- [Aim of the task] Search the data for the word "coverage" and copy every line where it occurs.

- [Information provided]
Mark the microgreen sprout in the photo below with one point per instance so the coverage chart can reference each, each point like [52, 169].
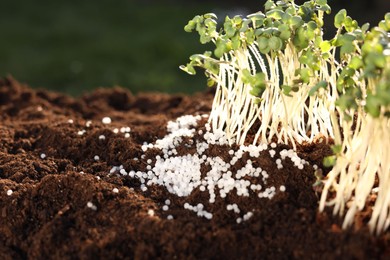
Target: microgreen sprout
[271, 71]
[278, 79]
[362, 161]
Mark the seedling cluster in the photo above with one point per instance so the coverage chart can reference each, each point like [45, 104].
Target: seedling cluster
[278, 80]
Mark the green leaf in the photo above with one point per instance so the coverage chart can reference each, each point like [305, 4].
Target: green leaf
[325, 46]
[210, 16]
[340, 18]
[305, 74]
[275, 14]
[296, 21]
[372, 106]
[347, 48]
[322, 2]
[356, 63]
[285, 32]
[262, 42]
[210, 82]
[188, 68]
[321, 84]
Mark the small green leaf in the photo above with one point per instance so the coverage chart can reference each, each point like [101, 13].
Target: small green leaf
[188, 68]
[347, 48]
[210, 16]
[275, 14]
[340, 18]
[262, 42]
[286, 90]
[325, 46]
[372, 106]
[296, 21]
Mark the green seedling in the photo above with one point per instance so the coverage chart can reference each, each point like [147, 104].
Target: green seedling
[272, 70]
[363, 161]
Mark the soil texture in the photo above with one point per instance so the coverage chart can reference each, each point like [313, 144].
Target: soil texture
[62, 194]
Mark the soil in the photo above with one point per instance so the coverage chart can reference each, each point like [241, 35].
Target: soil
[64, 203]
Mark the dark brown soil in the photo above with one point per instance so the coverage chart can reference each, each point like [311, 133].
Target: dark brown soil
[46, 216]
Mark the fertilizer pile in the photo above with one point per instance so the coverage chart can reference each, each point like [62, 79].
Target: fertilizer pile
[113, 175]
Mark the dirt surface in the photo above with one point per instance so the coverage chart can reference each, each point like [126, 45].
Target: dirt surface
[67, 204]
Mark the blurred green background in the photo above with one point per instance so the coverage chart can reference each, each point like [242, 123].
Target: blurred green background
[74, 46]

- [Exercise result]
Mark the microgreen sprout in the photo below with one point per instance so the coverage chart can reference each, each point like [52, 169].
Mark the seedling cluster in the photo above with one point per instance so the coverage chart can reference each, each point like [45, 104].
Mark the green leaf in the photo above with one point per instance so the coverage chart can reference each, each point like [305, 4].
Mark the small green leaf in the photo above with one point per instance so the coverage chart can reference each, each point like [101, 13].
Mark the green seedling in the photo above with one point per instance so the coverage chart can reference each, each point like [147, 104].
Mark the soil texture in the photo above with one point per instance so the coverage chart can reference each, each point like [313, 144].
Mark the soil in the photo above with one point per instance so the coverage chart can reference each, each point like [241, 35].
Mark the dark brown soil in the photo above with one point per instance so the coverage chart can reference each, each point like [311, 133].
Mark the fertilizer pile in the photo above with one point per instance so the coverage chart can reference each, each point like [62, 79].
Mark the dirt surface in the photo above with one point per instance so the coverage chart can reference each, each point like [126, 45].
Mark the blurred green background in the photo above with one point per instance so the coverage chart can reference each, each point like [242, 123].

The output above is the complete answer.